─── Записи набора данных ───

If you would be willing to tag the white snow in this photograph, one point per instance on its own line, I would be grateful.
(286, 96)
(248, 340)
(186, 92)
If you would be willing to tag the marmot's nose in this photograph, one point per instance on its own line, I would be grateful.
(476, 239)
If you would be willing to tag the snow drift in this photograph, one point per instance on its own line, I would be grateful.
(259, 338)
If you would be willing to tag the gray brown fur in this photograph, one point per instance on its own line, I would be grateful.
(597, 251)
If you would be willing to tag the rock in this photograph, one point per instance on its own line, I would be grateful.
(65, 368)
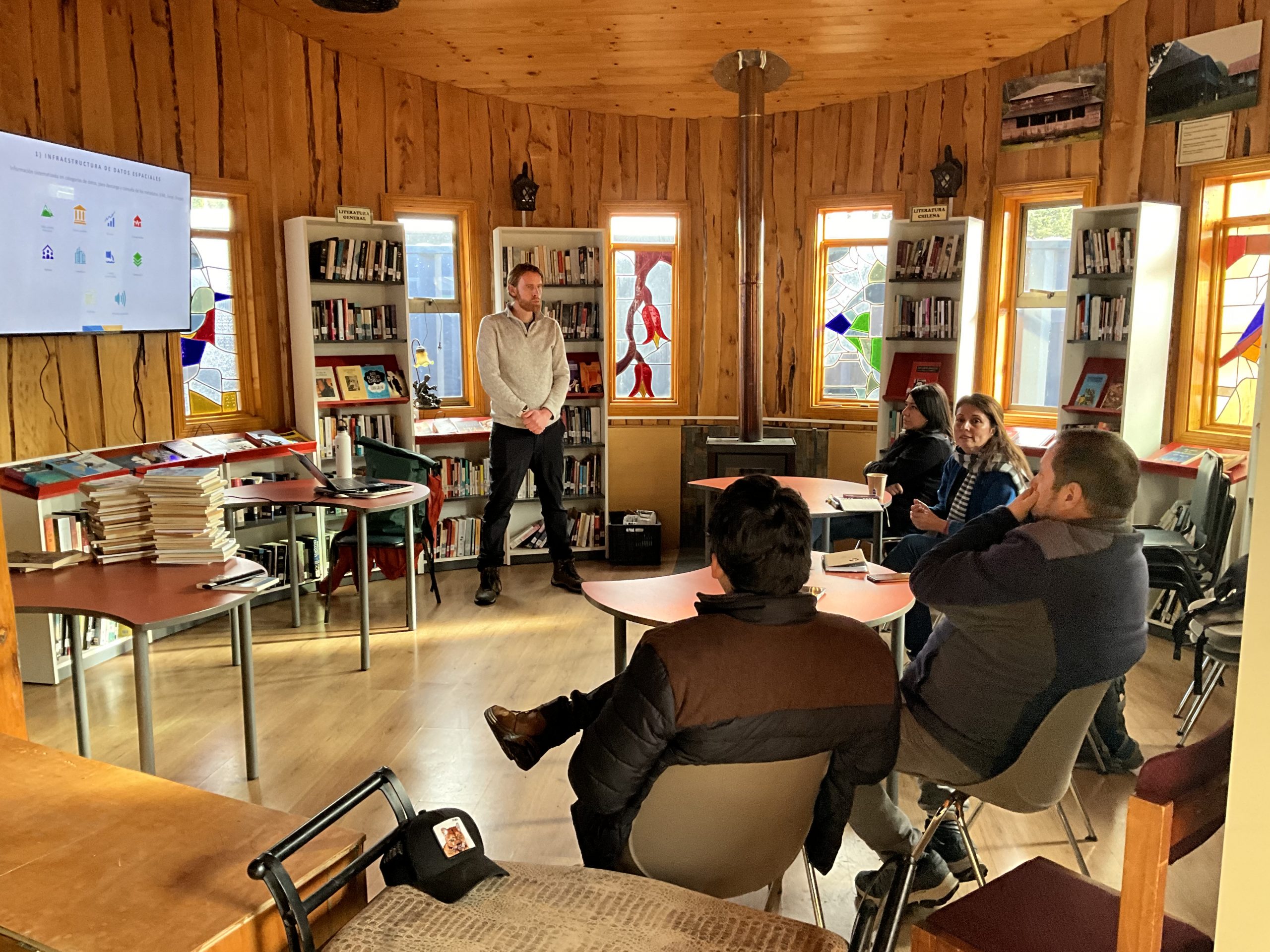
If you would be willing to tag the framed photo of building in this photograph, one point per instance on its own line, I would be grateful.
(1053, 110)
(1206, 74)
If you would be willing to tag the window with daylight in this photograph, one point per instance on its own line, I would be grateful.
(1029, 268)
(439, 277)
(645, 327)
(850, 298)
(210, 353)
(1227, 271)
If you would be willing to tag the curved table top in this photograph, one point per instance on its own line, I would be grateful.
(140, 595)
(813, 489)
(305, 493)
(671, 598)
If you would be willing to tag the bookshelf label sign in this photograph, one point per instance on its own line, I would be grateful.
(353, 215)
(929, 212)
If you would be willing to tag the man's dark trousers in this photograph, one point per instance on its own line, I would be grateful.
(512, 454)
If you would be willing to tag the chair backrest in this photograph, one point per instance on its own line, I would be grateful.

───

Измените все записи выше, заменив «in this photograph» на «in this image» и оставив остальное без изменений. Изображения в ответ не включайте.

If you would be willing to tag the white snow in this image, one point per instance on its own line, I would be grateful.
(286, 96)
(248, 340)
(186, 92)
If you would be willing to tag the marmot's nose in this image, one point per instance on its own line, I would be grateful.
(476, 239)
If you would be willing to tag the snow drift in this image, one point per instance on its own line, I would be grateful.
(259, 338)
If you would be willing to tag the gray brown fur in this image, one point per instance on its own line, I would be grateful.
(597, 251)
If you would be willing to tag the rock in this image, one point per instance on its own line, I would be grateful.
(65, 368)
If you would be willing to tag the framed photo of building in this image, one point per instance on its own line, I would be grateful.
(1053, 110)
(1206, 74)
If you would be willing to tag the window with daylight in this image, one point per instance on its own line, I would be grateful.
(1029, 268)
(439, 277)
(645, 327)
(850, 298)
(210, 353)
(1227, 271)
If you would be willing to tag the curved table top in this image, one point per instance on its own line, I would be grateful.
(140, 595)
(813, 489)
(305, 493)
(671, 598)
If you would be willing to tag the bookshelf label sign in this image, one point per instance on its own line, I would be grateful.
(353, 215)
(929, 212)
If you would be willing to tag the man's dark trousers in this image, one point per instance on its own line, I would be grateful.
(512, 454)
If you would be willing to tag the chair backrest in this image, one point per instance on its own line, I would be grateful.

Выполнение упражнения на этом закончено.